> Reading passage:
<<<<
I was terrified for all my Muslim friends when I heard about the Paris attacks. I started cleaning my apartment, as if it would clean the mess created by the killings. The first thoughts in my mind were, “Oh, no. Will they have to apologize for the wrongdoings of another person? Will they all be persecuted and made to all look like terrorists? Is this the rise of Islamophobia?”
Islamophobia. Also known as the dislike of or prejudice against Islam or Muslims, especially as a political force. Unfortunately since the recent attacks on both San Bernardino and Paris, this word has become profoundly popular and internalized. For many people, just the look of a Muslim installs a natural fear. During this time, I can’t help but draw comparisons to the unwelcoming that many blacks felt during the 1700s. The fright to be yourself without fear of judgment is apparent; many Muslims even go to great lengths like wearing their hijabs so that they are not identified as Muslim, whilst some black people begin to bleach their skin so that they are not seen as black. It’s sad.
>>>>
> Given records:
<<<<
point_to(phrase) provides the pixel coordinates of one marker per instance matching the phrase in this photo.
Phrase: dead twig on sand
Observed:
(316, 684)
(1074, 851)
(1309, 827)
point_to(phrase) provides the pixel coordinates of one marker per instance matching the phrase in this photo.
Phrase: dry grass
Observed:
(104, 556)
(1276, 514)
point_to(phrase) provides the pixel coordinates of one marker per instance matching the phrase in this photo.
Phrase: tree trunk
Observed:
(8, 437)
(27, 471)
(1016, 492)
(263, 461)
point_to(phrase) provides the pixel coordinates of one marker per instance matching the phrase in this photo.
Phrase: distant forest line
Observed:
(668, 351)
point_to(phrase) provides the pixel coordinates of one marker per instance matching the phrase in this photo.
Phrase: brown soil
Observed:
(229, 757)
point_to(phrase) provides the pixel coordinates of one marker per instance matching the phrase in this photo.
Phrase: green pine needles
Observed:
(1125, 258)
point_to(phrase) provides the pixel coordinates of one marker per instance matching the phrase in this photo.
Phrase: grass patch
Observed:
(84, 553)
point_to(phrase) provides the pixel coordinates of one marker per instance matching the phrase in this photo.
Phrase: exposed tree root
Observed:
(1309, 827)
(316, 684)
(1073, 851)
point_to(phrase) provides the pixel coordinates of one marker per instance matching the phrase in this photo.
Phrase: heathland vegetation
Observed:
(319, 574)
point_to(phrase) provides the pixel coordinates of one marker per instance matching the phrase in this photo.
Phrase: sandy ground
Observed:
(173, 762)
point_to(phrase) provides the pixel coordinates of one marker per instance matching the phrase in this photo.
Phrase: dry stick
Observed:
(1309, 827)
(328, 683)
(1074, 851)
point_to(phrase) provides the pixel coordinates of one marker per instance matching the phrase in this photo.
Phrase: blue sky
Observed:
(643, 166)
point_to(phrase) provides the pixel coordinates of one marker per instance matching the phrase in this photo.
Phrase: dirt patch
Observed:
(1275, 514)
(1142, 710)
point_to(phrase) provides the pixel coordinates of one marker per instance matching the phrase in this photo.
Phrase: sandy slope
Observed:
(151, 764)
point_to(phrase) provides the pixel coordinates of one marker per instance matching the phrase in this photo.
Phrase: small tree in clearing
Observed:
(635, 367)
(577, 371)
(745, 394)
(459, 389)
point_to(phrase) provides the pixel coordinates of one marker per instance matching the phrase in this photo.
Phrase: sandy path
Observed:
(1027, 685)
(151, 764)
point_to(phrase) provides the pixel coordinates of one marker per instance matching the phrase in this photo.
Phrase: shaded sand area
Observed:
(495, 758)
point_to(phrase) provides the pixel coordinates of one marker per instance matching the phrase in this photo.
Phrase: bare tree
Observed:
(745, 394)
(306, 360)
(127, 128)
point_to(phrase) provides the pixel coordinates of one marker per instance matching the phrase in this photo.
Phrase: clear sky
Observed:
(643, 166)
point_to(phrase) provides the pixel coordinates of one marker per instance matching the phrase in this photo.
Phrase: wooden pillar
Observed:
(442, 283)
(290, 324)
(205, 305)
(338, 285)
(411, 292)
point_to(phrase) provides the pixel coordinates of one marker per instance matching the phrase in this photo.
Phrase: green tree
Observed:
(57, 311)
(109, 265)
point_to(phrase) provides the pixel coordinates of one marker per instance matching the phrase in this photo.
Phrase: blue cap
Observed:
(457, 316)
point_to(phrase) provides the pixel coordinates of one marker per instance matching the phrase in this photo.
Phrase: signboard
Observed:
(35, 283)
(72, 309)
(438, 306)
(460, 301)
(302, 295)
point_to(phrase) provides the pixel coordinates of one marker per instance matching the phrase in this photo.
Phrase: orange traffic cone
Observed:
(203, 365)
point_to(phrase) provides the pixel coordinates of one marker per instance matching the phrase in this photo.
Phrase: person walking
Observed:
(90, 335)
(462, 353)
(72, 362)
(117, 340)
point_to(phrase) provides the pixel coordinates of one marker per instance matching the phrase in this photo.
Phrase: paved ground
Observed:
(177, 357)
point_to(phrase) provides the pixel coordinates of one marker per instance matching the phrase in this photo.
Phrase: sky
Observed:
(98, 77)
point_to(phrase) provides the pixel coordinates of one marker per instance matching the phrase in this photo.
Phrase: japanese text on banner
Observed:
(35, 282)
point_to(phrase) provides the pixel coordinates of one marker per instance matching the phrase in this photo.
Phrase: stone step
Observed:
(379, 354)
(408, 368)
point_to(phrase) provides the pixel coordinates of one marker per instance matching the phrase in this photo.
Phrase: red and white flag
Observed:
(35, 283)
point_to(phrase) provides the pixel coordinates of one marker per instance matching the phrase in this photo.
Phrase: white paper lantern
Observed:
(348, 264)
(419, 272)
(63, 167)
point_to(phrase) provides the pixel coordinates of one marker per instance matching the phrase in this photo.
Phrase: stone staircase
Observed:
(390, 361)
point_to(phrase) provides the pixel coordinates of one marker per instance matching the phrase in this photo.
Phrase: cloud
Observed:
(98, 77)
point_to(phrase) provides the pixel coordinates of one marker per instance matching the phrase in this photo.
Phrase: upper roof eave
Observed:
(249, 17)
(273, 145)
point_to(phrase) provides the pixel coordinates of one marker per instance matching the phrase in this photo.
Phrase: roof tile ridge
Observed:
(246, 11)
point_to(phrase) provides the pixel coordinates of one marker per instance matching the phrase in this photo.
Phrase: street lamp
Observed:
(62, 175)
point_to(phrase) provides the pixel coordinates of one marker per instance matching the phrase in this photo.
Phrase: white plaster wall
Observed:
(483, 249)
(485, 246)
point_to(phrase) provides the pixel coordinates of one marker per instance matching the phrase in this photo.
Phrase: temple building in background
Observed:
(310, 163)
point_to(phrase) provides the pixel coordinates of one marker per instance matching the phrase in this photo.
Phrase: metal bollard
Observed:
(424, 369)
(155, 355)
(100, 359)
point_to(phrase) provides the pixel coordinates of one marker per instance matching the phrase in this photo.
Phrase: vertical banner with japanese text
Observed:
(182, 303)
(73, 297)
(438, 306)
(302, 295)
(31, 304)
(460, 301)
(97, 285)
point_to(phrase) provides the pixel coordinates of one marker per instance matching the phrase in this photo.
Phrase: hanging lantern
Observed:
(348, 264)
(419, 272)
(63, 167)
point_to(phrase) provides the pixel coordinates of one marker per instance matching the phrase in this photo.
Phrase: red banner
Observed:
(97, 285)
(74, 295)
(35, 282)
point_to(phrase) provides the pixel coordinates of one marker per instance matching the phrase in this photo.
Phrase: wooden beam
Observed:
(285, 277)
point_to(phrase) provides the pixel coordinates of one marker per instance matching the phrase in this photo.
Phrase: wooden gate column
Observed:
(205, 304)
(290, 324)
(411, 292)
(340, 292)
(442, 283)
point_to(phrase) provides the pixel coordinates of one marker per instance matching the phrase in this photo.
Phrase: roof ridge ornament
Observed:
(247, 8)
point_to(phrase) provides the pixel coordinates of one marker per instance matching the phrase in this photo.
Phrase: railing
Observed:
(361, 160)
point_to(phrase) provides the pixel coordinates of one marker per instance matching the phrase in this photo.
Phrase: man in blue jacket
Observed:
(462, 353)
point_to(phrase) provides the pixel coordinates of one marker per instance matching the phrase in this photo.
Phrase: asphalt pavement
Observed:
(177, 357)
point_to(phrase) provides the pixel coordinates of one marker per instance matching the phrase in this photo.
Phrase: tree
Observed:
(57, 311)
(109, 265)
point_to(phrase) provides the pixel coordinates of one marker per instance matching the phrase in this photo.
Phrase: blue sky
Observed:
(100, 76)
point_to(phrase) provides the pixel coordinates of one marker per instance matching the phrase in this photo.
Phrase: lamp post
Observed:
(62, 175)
>>>>
> Problem set:
1. In the Islamophobia passage, what did the writer start doing after hearing about the Paris attacks?
2. Quote the Islamophobia passage word for word, beginning at the words "Islamophobia. Also known" and stopping after "black. It’s sad.".
Work only from the Islamophobia passage, not the data.

> Answers for each item:
1. Cleaning the apartment.

2.
Islamophobia. Also known as the dislike of or prejudice against Islam or Muslims, especially as a political force. Unfortunately since the recent attacks on both San Bernardino and Paris, this word has become profoundly popular and internalized. For many people, just the look of a Muslim installs a natural fear. During this time, I can’t help but draw comparisons to the unwelcoming that many blacks felt during the 1700s. The fright to be yourself without fear of judgment is apparent; many Muslims even go to great lengths like wearing their hijabs so that they are not identified as Muslim, whilst some black people begin to bleach their skin so that they are not seen as black. It’s sad.